▶ **Requirement**
Rewrite every line of the material below as a numbered list, skipping blank lines. Leave the pictures out of your answer.

Items from a data source:
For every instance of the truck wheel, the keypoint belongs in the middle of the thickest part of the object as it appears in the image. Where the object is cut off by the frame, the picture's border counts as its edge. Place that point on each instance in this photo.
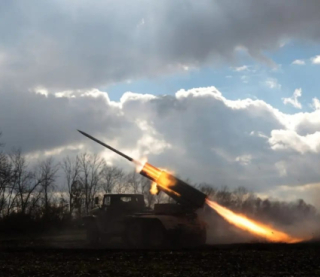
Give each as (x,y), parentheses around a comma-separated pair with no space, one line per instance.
(93,234)
(134,235)
(156,235)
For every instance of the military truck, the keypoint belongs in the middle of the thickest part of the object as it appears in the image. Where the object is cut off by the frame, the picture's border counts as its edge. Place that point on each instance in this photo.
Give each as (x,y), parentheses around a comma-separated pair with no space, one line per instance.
(126,216)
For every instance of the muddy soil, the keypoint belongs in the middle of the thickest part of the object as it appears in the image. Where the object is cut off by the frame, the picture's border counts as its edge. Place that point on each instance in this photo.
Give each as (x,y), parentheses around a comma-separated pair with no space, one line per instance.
(69,256)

▶ **Task answer**
1. For every instance of the truck wheel, the keypoint belongs in the middle of the thickest part of the object as it appears in the image. Where the object is cut off by the frame, the picture's border counts as its edge. Place that point on each instance in this photo.
2. Give each as (x,y), parentheses around a comma-separated pair with no space, one line per instance.
3. (93,234)
4. (134,235)
5. (156,235)
6. For every instance of the military truck, the keypoint belongs in the middle of the thickest part of the object as it appears in the image. Where the object is cut off by the frame, the picture's border counts as its edge. Place that point on each instance in this photo.
7. Give each as (x,y), parentheses around a comma-separated pair with no space, one line per instance.
8. (126,216)
9. For every instance of the muddy soil, the keypoint belongs in the middle of the thickest part of the object as it appears in the image. Where the object is cut off by the frame, the picture's border counts as its edge. Place that point on each instance in this photo.
10. Give each as (x,y), parentheses around a comma-separated pair with no space, one line per instance.
11. (69,256)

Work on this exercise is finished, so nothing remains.